## Rows
>> START

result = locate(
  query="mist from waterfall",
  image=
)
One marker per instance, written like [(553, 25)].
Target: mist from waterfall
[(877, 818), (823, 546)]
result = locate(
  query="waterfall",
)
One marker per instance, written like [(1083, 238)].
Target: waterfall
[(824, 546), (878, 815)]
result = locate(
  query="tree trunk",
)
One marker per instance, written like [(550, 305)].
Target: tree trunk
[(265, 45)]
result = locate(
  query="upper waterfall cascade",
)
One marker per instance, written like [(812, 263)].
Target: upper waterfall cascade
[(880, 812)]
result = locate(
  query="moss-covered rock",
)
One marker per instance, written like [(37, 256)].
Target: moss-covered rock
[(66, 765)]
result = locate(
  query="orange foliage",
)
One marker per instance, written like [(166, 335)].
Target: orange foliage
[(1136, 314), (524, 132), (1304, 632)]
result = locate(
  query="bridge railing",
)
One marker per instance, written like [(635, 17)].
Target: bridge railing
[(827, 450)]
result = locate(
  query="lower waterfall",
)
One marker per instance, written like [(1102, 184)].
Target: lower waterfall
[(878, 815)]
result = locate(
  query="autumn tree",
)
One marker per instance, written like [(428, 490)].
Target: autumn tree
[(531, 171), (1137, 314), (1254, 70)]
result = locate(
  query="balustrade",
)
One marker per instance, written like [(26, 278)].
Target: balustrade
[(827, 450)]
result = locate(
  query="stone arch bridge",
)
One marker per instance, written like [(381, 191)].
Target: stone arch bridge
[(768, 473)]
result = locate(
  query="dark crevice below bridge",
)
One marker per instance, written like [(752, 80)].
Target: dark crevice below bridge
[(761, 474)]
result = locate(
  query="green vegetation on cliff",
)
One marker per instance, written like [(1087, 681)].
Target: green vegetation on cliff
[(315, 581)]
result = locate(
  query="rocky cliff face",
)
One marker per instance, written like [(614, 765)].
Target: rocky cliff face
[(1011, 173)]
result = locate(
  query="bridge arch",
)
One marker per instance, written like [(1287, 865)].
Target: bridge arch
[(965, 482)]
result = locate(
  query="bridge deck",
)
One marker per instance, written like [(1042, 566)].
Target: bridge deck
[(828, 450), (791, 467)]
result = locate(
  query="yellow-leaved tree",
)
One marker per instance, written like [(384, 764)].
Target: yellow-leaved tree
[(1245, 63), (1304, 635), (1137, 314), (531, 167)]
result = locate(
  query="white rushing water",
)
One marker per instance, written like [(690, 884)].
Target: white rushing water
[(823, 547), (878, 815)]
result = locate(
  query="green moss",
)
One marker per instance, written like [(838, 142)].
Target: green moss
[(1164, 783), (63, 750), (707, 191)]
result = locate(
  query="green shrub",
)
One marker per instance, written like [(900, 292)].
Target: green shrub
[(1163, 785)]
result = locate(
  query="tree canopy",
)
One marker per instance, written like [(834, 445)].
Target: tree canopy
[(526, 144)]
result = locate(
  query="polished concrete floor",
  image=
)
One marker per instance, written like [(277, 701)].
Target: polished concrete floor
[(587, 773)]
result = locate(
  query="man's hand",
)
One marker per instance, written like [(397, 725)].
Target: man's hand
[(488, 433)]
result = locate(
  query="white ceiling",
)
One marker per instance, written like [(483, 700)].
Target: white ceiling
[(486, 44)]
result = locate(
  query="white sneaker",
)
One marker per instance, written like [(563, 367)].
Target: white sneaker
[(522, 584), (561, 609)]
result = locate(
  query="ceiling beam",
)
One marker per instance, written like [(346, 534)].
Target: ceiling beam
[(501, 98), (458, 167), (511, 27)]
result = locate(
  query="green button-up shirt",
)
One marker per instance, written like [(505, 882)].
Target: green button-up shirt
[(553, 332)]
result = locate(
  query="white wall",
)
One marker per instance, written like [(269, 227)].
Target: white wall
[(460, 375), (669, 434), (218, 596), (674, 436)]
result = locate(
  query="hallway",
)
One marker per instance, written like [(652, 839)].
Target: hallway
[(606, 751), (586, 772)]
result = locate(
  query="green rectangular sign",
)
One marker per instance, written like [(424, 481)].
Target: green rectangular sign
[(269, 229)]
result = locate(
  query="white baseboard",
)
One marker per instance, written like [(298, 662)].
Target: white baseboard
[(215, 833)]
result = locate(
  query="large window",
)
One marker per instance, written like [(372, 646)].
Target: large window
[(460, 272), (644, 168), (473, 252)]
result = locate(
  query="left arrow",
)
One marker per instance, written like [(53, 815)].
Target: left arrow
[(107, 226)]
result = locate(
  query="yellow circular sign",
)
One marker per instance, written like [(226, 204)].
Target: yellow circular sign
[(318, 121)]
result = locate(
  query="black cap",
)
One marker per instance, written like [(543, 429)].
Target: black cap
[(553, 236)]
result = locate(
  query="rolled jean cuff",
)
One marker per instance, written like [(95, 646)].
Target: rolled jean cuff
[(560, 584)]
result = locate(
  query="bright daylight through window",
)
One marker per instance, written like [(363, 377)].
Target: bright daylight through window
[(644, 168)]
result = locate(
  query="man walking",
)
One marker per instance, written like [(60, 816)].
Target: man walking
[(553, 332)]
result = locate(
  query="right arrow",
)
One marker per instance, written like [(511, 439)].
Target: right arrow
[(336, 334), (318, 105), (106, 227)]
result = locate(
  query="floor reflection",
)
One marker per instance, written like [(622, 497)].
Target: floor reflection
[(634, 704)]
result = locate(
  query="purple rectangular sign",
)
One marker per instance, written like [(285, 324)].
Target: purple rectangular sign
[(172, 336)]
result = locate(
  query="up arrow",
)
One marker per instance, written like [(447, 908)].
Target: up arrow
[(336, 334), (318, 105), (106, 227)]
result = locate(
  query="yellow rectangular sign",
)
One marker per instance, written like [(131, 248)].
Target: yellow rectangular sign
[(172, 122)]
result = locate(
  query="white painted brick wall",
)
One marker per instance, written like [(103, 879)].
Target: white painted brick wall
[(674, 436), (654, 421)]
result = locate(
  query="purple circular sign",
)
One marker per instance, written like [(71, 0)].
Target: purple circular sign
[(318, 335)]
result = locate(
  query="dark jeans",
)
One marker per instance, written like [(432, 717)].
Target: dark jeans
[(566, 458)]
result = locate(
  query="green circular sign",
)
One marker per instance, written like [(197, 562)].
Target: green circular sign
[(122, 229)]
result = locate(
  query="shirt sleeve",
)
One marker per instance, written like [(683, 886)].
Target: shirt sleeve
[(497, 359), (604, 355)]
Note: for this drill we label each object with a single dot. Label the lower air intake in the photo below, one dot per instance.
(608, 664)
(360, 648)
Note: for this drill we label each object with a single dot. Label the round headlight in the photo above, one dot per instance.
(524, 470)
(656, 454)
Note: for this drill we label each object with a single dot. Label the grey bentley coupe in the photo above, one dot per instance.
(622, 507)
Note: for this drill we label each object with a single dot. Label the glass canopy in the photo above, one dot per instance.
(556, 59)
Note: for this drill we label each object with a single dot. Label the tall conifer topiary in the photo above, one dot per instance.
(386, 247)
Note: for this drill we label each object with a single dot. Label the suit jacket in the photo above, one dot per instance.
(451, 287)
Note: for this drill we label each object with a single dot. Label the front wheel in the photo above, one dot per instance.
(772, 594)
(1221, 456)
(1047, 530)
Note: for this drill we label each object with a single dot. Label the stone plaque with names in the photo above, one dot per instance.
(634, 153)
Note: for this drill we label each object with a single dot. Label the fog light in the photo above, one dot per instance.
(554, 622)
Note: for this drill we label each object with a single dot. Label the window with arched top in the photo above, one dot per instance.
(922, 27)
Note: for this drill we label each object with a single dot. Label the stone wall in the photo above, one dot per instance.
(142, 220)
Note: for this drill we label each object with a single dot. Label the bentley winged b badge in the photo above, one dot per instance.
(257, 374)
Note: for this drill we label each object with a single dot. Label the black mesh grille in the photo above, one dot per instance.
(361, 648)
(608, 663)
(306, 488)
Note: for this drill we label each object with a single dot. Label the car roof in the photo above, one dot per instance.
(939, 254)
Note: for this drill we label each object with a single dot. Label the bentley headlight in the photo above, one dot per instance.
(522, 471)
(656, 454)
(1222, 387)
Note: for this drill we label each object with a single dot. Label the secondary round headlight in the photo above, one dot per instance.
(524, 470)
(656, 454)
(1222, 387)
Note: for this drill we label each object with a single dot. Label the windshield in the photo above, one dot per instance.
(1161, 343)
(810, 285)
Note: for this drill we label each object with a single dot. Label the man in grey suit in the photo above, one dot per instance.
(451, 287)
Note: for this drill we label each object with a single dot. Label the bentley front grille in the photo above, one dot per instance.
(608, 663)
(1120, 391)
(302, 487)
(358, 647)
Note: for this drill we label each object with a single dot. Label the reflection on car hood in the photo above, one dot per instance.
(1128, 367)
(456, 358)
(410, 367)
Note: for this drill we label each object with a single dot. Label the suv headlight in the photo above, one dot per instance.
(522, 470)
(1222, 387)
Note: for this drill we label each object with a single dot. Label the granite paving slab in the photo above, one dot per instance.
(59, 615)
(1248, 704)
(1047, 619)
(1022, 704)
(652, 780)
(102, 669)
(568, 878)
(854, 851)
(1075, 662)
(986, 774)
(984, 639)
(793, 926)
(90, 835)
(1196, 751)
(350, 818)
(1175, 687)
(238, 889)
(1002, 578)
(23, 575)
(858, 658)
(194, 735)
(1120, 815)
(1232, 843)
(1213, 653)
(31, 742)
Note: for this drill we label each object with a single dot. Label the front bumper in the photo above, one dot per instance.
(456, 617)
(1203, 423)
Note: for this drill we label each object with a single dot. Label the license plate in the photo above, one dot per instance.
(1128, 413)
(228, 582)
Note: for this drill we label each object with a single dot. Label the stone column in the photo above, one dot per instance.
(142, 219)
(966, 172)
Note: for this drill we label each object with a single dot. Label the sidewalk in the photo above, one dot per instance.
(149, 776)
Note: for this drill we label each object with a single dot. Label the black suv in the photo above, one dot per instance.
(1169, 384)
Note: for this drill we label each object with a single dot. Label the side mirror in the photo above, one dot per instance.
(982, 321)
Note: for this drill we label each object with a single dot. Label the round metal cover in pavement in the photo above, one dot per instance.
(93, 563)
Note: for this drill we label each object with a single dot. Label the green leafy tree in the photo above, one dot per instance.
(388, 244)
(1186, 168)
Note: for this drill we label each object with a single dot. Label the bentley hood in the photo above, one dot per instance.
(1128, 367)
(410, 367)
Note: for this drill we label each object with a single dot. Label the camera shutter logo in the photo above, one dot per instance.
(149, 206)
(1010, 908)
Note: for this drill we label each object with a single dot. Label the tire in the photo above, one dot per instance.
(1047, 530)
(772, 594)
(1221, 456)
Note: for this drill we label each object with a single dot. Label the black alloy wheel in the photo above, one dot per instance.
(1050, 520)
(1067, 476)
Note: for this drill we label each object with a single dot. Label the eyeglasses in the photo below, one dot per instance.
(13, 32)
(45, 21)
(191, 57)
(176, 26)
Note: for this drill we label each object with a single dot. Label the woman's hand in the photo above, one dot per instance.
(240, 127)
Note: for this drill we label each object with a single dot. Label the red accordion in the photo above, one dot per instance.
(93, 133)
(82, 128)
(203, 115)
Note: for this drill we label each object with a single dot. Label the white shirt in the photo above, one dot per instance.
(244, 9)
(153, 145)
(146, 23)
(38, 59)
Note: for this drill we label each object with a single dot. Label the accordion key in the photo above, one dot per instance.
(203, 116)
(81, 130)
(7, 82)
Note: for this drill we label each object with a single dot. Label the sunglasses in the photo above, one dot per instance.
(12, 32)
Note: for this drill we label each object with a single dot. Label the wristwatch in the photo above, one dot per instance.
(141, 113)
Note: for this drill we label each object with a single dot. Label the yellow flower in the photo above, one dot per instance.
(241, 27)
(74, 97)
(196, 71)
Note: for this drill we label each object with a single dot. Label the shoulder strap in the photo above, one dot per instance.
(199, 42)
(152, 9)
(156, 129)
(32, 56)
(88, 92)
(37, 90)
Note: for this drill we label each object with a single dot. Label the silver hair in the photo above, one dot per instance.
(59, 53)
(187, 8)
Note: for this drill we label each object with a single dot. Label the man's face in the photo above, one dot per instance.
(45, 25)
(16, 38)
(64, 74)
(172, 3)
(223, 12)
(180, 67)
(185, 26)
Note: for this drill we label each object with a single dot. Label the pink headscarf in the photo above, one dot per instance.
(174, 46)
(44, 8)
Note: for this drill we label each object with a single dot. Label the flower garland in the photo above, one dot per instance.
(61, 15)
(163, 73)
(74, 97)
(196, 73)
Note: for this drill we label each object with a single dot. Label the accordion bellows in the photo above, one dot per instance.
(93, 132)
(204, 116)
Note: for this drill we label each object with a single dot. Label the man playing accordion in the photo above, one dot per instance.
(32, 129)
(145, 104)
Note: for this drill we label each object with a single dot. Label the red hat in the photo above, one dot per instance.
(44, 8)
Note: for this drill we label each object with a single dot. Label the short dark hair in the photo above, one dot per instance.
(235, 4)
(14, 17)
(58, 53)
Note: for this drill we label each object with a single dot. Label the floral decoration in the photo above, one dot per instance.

>> END

## Written instruction
Take the lines above from the one holding "Label the shoulder" to the last and output them exactly.

## Full answer
Note: for this drill we label each object with a single dot. Label the shoulder strap in the photo above, one dot per instance.
(199, 42)
(152, 9)
(156, 129)
(32, 56)
(88, 92)
(37, 90)
Note: for this drill we label each object with a single dot. Label the silver hair in the photo above, one dot per instance.
(59, 53)
(187, 8)
Note: for this drill we label each object with a single dot. Label the man's face in the photo above, one dot per instance.
(45, 25)
(16, 38)
(64, 74)
(172, 3)
(223, 12)
(180, 67)
(185, 26)
Note: for this drill we label each object with a single dot. Label the pink headscarf in the photo above, one dot per instance.
(174, 46)
(44, 8)
Note: for this drill we label each object with a single dot. Label the flower garland in the photo above, one dot per instance.
(61, 15)
(163, 73)
(74, 97)
(196, 73)
Note: for this drill we label each object with a single dot. Label the accordion bellows in the photo above, one dot per instance.
(93, 132)
(204, 116)
Note: for this drill we label each object with a single dot. Label the man playing accordion in the photo above, one dot per instance.
(32, 129)
(145, 104)
Note: for this drill we label each object with a single dot. Label the red hat in the photo above, one dot per instance.
(44, 8)
Note: for this drill we label each object with a single dot. Label the short dark hair in the photo above, one dot per instance.
(235, 4)
(14, 17)
(58, 53)
Note: for this drill we label each object with a single dot. Label the floral decoration in the photo above, one dot per instance.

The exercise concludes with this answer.